▸ Exercise aim: Can you write out all of the material below, word for word?

▸ Supplied material:
......

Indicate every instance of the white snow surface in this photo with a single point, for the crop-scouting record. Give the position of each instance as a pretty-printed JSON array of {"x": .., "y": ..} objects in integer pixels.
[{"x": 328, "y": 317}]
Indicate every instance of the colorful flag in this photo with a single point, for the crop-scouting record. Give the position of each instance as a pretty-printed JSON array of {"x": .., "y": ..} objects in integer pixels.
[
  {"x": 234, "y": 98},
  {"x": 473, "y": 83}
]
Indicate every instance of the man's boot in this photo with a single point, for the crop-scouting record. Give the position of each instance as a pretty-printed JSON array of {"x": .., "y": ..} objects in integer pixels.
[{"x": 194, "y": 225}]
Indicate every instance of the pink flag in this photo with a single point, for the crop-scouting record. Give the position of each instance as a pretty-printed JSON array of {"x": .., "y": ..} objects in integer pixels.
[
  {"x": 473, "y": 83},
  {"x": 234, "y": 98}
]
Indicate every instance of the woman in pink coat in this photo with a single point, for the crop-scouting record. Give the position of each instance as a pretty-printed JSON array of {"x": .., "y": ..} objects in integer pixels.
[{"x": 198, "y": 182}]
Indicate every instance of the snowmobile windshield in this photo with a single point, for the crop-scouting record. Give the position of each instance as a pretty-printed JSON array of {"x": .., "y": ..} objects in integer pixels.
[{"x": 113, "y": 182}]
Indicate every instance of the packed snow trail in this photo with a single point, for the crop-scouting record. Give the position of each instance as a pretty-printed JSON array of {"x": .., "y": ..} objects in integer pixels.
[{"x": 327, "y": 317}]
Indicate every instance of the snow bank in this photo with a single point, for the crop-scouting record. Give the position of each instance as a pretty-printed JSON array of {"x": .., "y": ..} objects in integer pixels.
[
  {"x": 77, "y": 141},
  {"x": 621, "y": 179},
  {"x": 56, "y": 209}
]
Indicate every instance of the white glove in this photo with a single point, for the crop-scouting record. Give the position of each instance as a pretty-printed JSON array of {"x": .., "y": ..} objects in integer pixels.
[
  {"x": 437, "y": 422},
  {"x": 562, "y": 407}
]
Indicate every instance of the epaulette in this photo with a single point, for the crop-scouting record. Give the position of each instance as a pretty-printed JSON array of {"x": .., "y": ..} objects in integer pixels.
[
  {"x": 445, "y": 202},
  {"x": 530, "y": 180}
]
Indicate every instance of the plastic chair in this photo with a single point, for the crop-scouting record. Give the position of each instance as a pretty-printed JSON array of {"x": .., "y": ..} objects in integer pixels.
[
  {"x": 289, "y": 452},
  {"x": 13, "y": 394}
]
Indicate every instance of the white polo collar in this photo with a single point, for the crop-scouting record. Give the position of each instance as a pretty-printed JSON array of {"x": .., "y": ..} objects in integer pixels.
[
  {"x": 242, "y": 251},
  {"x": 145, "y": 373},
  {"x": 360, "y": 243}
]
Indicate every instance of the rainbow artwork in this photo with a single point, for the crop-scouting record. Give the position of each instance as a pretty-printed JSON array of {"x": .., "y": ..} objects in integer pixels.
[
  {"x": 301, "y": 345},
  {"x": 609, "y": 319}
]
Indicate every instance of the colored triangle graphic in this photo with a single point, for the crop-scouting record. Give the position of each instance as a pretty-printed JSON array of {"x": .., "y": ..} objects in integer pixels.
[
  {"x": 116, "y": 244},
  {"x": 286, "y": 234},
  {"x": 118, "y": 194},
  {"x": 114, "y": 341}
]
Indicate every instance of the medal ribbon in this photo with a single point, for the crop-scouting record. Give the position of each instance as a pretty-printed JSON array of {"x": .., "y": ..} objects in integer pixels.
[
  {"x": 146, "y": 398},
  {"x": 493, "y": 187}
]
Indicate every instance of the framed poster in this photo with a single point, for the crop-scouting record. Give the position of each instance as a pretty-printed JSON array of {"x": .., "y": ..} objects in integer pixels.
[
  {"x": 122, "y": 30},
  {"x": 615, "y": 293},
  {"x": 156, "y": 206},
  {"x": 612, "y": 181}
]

......

▸ Final result:
Indicate every instance of the white snow surface in this photo with a single point, for the crop-scouting record. Give the position of each instance as a pretty-printed JSON array of {"x": .., "y": ..} objects in integer pixels.
[{"x": 328, "y": 317}]
Indicate every instance of the colorful flag in this photo with a single point, for the crop-scouting record. Give the position of each instance as a pretty-printed JSON array of {"x": .., "y": ..} objects in integer pixels.
[
  {"x": 234, "y": 98},
  {"x": 473, "y": 83}
]
Indicate every instance of the man's boot in this photo with a single point, for the crop-scouting record. Give the position of each instance as a pretty-printed JSON array of {"x": .., "y": ..} objects in integer pixels.
[{"x": 194, "y": 225}]
Indicate every instance of the pink flag in this photo with a single point, for the crop-scouting record. Give the position of each instance as a pretty-printed JSON array of {"x": .., "y": ..} objects in integer pixels.
[
  {"x": 473, "y": 83},
  {"x": 234, "y": 98}
]
Indicate every instance of the woman in pink coat in this photo with a single point, for the crop-scouting record. Give the position of each instance as a pretty-printed JSON array of {"x": .., "y": ..} objects in integer pixels.
[{"x": 198, "y": 182}]
Indicate every instance of the snowmobile windshield in this photo with a single point, for the crop-scouting record. Give the position of each instance as a pretty-printed JSON array of {"x": .., "y": ..} objects in integer pixels.
[{"x": 113, "y": 182}]
Indicate every instance of the packed snow trail in this photo with a single point, for the crop-scouting record. Give the position of each instance as a pretty-printed JSON array of {"x": .., "y": ..} objects in integer pixels.
[{"x": 327, "y": 317}]
Indicate every instance of the snow bank in this photo with a single point, for the crop-scouting record. Give the position of each instance as a pretty-printed JSON array of {"x": .., "y": ..} objects in integer pixels.
[
  {"x": 77, "y": 141},
  {"x": 621, "y": 179},
  {"x": 56, "y": 209}
]
Indicate every instance of the white glove in this photo with a single point, for the crop-scouting record. Give the position of each instance as a pretty-printed JSON array of {"x": .., "y": ..} objects in integer pixels.
[
  {"x": 437, "y": 422},
  {"x": 562, "y": 407}
]
Indicate every instance of the epaulette in this photo with a single point, for the crop-scouting record. Give the position of each instance as a pretty-printed JSON array of {"x": .., "y": ..} objects in integer pixels.
[
  {"x": 445, "y": 202},
  {"x": 530, "y": 180}
]
Indicate every instance of the plastic chair in this photo with a single point, for the crop-scouting record. Give the position of each instance as a pretty-printed JSON array of {"x": .., "y": ..} objects in integer pixels.
[
  {"x": 289, "y": 452},
  {"x": 13, "y": 394}
]
Indicate every instance of the white polo collar in this photo with a single point, for the crop-scouting record. Give the position of each instance as a pretty-printed JSON array of {"x": .., "y": ..} objects in integer pixels.
[
  {"x": 242, "y": 251},
  {"x": 145, "y": 373},
  {"x": 360, "y": 243}
]
Indicate every instance of the rainbow artwork in this photo with a single point, for the crop-scouting record. Give the position of each instance as a pretty-printed JSON array of {"x": .., "y": ..} objects in integer pixels.
[
  {"x": 301, "y": 345},
  {"x": 609, "y": 319}
]
Indicate every instance of the colored triangle graphic in this photo with a single point, for the crop-scouting record. Give the position of each instance as a pretty-printed JSON array of {"x": .., "y": ..} objects in integer pixels.
[
  {"x": 116, "y": 244},
  {"x": 286, "y": 234},
  {"x": 118, "y": 194},
  {"x": 114, "y": 341}
]
Indicate every instance of the medal ribbon in this photo with a single point, for the crop-scouting record. Give the position of each instance as a pretty-printed JSON array of {"x": .., "y": ..} objects in integer pixels.
[
  {"x": 146, "y": 398},
  {"x": 493, "y": 187}
]
Indicate every instance of the framed poster in this photo with a single point, for the crop-scouting record. Give the position of each instance as a pretty-printed JSON array of {"x": .., "y": ..} objects in integer pixels.
[
  {"x": 122, "y": 30},
  {"x": 615, "y": 293},
  {"x": 156, "y": 206},
  {"x": 612, "y": 181}
]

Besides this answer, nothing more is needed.